● CHALLENGE
Could you give the lines below as a JSON list of strings, one string per line with blank lines left out, starting with the line containing "the groom's ear" and going on through the line containing "[(475, 116)]", both included?

**** DATA PROVIDED ****

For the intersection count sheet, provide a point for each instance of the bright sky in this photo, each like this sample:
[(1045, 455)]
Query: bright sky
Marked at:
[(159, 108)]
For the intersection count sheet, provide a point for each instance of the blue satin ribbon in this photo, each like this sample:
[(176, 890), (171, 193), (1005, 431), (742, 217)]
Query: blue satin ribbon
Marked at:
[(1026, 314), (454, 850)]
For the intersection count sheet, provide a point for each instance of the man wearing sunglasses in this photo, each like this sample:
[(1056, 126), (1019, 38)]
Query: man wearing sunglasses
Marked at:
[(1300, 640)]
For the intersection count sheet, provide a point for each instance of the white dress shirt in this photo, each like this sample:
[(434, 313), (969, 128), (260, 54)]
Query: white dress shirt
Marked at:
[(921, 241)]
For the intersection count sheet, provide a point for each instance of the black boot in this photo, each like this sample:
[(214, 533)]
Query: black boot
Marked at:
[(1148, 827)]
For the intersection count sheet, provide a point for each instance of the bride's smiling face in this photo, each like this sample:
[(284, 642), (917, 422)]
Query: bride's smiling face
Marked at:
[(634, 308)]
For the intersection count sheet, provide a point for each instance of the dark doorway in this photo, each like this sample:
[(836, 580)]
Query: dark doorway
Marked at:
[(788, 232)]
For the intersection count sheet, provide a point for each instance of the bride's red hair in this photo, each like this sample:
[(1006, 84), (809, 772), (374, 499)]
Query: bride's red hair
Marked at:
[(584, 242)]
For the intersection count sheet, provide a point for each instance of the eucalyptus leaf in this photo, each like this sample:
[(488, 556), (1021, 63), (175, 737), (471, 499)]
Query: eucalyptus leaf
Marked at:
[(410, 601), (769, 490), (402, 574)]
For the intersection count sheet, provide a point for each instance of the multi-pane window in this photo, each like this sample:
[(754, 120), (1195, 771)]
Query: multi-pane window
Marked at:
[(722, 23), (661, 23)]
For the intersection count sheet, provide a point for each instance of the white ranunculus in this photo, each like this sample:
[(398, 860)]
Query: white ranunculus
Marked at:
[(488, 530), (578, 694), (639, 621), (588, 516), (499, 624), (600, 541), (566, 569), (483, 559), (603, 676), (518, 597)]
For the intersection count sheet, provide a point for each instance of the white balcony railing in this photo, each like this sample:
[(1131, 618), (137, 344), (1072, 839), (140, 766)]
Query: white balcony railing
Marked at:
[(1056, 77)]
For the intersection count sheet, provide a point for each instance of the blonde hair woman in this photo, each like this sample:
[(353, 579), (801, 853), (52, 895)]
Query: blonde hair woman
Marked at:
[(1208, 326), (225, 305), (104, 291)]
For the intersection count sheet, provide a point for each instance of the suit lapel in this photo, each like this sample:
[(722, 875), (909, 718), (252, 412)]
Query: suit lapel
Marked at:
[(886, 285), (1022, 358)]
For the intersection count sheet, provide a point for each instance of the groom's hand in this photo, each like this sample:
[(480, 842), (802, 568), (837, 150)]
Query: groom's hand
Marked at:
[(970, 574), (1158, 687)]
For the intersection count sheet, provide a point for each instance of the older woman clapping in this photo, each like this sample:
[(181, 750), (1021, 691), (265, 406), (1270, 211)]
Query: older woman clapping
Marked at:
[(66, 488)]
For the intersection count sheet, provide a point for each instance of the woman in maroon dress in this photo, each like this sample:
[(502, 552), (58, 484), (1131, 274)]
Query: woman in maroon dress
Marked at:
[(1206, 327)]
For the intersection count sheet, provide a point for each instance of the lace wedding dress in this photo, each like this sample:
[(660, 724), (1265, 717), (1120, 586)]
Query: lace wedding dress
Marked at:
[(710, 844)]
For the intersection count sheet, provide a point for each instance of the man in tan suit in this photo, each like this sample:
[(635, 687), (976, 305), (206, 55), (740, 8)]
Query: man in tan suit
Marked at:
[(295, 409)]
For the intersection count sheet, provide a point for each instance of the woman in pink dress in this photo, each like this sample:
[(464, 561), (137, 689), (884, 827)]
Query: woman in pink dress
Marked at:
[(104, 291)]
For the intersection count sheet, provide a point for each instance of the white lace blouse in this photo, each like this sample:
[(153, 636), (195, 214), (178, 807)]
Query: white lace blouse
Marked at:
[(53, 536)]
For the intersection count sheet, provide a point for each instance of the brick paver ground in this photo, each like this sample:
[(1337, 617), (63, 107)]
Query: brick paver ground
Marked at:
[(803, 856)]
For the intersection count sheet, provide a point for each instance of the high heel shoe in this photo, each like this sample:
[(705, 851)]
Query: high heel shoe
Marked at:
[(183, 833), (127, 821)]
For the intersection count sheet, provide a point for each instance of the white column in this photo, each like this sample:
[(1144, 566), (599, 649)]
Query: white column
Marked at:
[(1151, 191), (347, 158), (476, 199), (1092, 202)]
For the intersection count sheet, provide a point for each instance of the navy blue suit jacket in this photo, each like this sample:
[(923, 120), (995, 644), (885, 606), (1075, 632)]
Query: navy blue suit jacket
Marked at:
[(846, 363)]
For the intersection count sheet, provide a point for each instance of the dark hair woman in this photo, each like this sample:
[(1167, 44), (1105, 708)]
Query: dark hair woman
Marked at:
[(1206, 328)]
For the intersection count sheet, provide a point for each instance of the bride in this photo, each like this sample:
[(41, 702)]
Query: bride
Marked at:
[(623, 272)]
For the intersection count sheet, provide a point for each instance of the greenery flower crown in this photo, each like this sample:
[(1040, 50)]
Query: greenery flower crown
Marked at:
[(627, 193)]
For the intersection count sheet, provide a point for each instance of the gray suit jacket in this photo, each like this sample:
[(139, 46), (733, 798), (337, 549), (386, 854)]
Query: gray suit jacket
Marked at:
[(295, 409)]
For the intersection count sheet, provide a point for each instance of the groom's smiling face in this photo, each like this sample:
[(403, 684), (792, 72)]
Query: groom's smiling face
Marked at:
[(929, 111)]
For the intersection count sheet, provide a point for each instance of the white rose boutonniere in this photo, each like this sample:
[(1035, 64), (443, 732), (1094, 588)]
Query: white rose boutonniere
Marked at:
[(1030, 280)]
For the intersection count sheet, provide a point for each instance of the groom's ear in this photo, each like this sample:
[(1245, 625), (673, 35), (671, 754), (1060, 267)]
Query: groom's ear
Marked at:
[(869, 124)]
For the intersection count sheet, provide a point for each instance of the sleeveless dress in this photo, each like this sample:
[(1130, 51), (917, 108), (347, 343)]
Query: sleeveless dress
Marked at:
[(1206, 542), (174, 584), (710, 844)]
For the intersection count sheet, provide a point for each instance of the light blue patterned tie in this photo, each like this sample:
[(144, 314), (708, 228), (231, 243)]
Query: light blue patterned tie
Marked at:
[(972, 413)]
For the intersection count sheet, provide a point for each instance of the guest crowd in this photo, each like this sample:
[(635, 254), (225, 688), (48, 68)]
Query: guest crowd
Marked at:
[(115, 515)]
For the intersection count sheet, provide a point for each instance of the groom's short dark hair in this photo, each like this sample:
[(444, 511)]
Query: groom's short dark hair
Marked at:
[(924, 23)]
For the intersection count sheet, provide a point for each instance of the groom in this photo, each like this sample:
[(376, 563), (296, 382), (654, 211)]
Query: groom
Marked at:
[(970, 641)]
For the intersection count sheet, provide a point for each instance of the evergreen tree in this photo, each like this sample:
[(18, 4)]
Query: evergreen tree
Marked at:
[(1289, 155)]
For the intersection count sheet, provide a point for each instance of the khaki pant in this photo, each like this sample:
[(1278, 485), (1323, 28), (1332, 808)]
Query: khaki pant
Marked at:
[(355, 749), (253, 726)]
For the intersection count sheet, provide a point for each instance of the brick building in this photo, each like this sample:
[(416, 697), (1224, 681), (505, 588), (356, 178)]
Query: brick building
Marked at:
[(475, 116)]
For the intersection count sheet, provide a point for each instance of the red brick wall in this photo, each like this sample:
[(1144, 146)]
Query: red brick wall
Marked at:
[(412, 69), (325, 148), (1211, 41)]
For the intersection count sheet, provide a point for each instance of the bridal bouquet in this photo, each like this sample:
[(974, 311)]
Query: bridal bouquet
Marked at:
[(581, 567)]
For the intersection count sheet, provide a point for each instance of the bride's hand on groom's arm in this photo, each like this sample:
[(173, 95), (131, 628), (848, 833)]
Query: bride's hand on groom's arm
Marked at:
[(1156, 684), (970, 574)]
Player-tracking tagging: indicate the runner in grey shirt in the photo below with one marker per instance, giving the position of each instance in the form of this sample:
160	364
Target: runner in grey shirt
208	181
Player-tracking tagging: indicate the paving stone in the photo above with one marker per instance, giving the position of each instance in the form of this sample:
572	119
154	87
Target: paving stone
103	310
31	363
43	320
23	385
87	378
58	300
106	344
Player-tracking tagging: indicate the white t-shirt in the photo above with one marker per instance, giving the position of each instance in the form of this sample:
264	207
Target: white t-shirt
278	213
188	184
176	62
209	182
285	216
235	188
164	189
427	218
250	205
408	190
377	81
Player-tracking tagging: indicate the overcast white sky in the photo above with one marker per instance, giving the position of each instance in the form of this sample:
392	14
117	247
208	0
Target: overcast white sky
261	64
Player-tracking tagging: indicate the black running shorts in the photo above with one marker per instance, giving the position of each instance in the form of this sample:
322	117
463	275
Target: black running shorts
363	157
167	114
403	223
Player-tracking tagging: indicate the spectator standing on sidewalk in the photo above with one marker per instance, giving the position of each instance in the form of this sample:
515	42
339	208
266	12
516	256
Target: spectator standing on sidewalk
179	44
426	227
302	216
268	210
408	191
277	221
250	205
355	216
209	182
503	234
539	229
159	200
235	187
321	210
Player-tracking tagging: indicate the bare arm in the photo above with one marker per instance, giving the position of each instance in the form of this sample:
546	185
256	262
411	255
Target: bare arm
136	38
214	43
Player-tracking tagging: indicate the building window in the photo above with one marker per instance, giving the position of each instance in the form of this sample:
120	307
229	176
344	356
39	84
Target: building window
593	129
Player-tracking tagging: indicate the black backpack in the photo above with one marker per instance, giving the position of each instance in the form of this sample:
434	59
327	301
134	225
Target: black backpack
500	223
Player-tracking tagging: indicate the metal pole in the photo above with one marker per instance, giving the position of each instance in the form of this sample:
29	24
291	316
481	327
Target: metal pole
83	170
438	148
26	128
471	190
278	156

****

● ANSWER TO THE PROBLEM
[
  "For the intersection count sheet, provide a point for each instance of the groom's ear in this photo, each like this sample:",
  "[(1245, 625), (673, 35), (671, 754), (1060, 267)]",
  "Query: groom's ear",
  "Marked at:",
  "[(869, 124)]",
  "For the intersection count sheet, provide a point for each instance of the sleeveless dress in this photo, each like this sample:",
  "[(1130, 51), (917, 108), (347, 343)]",
  "Query: sleeveless dress",
  "Marked at:",
  "[(1206, 542), (174, 584), (710, 844)]",
  "For the intersection count sheet, provide a point for each instance of the light blue patterned tie in this photo, each like this sample:",
  "[(144, 314), (708, 228), (231, 243)]",
  "Query: light blue patterned tie",
  "Marked at:",
  "[(972, 413)]",
  "For the intersection count sheet, provide a point for each instance of the guest crowd in this photo, each like this sample:",
  "[(635, 254), (225, 688), (48, 68)]",
  "Query: guest crowd",
  "Marked at:",
  "[(115, 515)]",
  "For the intersection count sheet, provide a point for each instance of the groom's short dark hair in this photo, each like this sample:",
  "[(444, 511)]",
  "Query: groom's short dark hair",
  "Marked at:",
  "[(924, 23)]",
  "For the intersection count sheet, provide a point for each instance of the groom in this photo, each like this sample:",
  "[(376, 563), (296, 382), (654, 211)]",
  "Query: groom",
  "Marked at:",
  "[(970, 641)]",
  "For the intersection count sheet, provide a point for each instance of the evergreen tree in this photo, each like this sample:",
  "[(18, 4)]",
  "Query: evergreen tree",
  "Marked at:",
  "[(1289, 155)]",
  "For the intersection count sheet, provide a point for each instance of the khaki pant in this photo, each like this sample:",
  "[(1278, 485), (1323, 28), (1332, 808)]",
  "Query: khaki pant",
  "Marked at:",
  "[(355, 749), (253, 726)]",
  "For the intersection count sheet, provide a point for each instance of the brick building in this photo, each like this sample:",
  "[(416, 697), (1224, 681), (505, 588), (356, 178)]",
  "Query: brick building",
  "Marked at:",
  "[(475, 116)]"
]